→ **Your objective**: Pictures do not belong in the copy; retype the records below exactly.

--

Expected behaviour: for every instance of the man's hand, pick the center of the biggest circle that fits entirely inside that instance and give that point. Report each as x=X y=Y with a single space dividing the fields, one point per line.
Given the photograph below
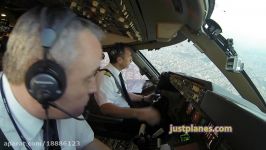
x=149 y=98
x=96 y=145
x=149 y=115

--

→ **Solved problem**:
Expected behaviour: for every instance of the man's hand, pick the center of the biggest circle that fits entirely inside that instance and give that point. Report each as x=X y=Y with a single space dividing the fields, one point per line.
Given the photograph below
x=149 y=98
x=96 y=145
x=149 y=115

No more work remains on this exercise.